> Questão curta 1: Reescreva o trecho do texto sobre regularidade fiscal que vai de "Essa postura me" até "para o inferno.", substituindo "gestores" por "administradores".
> Questão curta 2: Segundo o texto sobre regularidade fiscal, que documentos alguns órgãos exigem do fornecedor ou prestador de serviço para efetuar o pagamento? Liste todos.
> Questão curta 3:
Responda com base no texto sobre regularidade fiscal:
(a) Em que revista o artigo também foi publicado?
(b) Qual acórdão do TCU é citado como exemplo?
(c) De acordo com o § 3º do Art. 195, o que a pessoa jurídica em débito com o sistema da seguridade social não pode fazer?

Essa postura me motivou a escrever um artigo sobre o tema, intitulado "A exigência de regularidade fiscal como condição de pagamento", e que trazemos agora sua reedição para o refresco da memóriadesses gestores e servidores, muitos dos quais indignos até mesmo de irem para o inferno.

Este artigo de minha autoria também foi publicado na Revista L & C de Direito Administrativo, da editora Consulex, e também auxiliou na fundamentação de decisão judicial no judiciário do Estado do Paraná.

Segue o texto:

Muitos órgãos do poder público, prefeituras e seus agentes têm adotado um equivocado posicionamento quando se deparam com solicitações de pagamento por bens fornecidos ou serviços prestados por terceiros, e convencionaram, em alguns casos, muito provavelmente estribados em seus próprios entendimentos, por excesso de zelo ou por mero apego a formalidades inúteis, que um dos procedimentos que entendem como indispensável para a consolidação do pagamento é que esse fornecedor ou prestador de serviço apresente, junto à nota fiscal e recibo, as certidões que comprovem que estão em situação de regularidade fiscal, e o fazem, equivocadamente, em nome da lei, talvez até mesmo baseados nos termos de decisões e acórdãos do TCU (a exemplo do questionável Acórdão 704/2004), que andam na contramão e que “pacificam” entendimentos que não se coadunam com os posicionamentos doutrinários, nem com a jurisprudência predominantes sobre o tema, exatamente porque dão aos dispositivos legais – que reproduzimos e comentamos abaixo – uma interpretação ampliada, inventiva e que provocam reações diversas da parte prejudicada, e com razão.

Tal procedimento, diga-se logo, de passagem, é IRREGULAR e, portanto, ILEGAL, e tem criado uma série de embaraços no cotidiano da Administração perante seus fornecedores, posto que, uma vez utilizado o bem o usufruído dos serviços, não se cogita a hipótese da Administração deixar de dar a sua contrapartida que é, exatamente, o pagamento, e justamente por conta disso, tem ensejado inúmeras demandas judiciais e jurídicas, que têm, por fim, julgamentos no sentido condenar a sua manutenção.

 

Se é assim, vejamos em primeiro plano onde estão agasalhados os dispositivos que versam sobre o assunto:

 

O que diz o dispositivo constitucional:

 

Art. 195

 

§ 3º. – A pessoa jurídica em débito com o sistema da seguridade social, como estabelecido em lei, não poderá contratar com o poder público nem dele receber benefícios ou incentivos fiscais ou creditícios.

> Linhas de dados:

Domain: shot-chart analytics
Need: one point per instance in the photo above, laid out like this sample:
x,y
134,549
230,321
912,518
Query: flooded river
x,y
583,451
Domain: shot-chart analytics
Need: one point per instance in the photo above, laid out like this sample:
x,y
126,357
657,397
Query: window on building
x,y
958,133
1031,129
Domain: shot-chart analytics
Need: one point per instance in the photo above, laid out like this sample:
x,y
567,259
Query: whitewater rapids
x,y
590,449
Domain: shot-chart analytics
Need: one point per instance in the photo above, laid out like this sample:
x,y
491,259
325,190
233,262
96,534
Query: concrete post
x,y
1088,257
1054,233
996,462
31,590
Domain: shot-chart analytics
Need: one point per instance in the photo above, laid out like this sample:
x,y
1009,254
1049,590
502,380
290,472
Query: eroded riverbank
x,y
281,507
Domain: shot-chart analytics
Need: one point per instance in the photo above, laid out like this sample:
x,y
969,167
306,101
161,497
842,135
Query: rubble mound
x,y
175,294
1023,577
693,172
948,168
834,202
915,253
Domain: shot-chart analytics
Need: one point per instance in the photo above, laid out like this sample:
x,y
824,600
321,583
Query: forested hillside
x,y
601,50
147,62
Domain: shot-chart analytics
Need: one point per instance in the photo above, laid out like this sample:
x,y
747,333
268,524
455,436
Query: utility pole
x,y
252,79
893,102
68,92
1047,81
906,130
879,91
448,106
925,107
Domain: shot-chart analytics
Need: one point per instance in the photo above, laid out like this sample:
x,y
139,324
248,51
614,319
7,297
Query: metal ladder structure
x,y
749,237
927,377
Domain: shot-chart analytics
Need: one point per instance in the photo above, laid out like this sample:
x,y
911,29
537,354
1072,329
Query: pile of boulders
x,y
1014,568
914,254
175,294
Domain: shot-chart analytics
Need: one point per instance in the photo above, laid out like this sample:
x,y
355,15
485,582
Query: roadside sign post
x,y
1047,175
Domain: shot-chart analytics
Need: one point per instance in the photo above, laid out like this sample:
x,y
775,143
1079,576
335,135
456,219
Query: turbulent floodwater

> Solução do exercício 1:
Essa postura me motivou a escrever um artigo sobre o tema, intitulado "A exigência de regularidade fiscal como condição de pagamento", e que trazemos agora sua reedição para o refresco da memóriadesses administradores e servidores, muitos dos quais indignos até mesmo de irem para o inferno.

> Solução do exercício 2:
- nota fiscal
- recibo
- certidões que comprovem a situação de regularidade fiscal

> Solução do exercício 3:
(a) Na Revista L & C de Direito Administrativo, da editora Consulex.
(b) O Acórdão 704/2004.
(c) Contratar com o poder público e dele receber benefícios ou incentivos fiscais ou creditícios.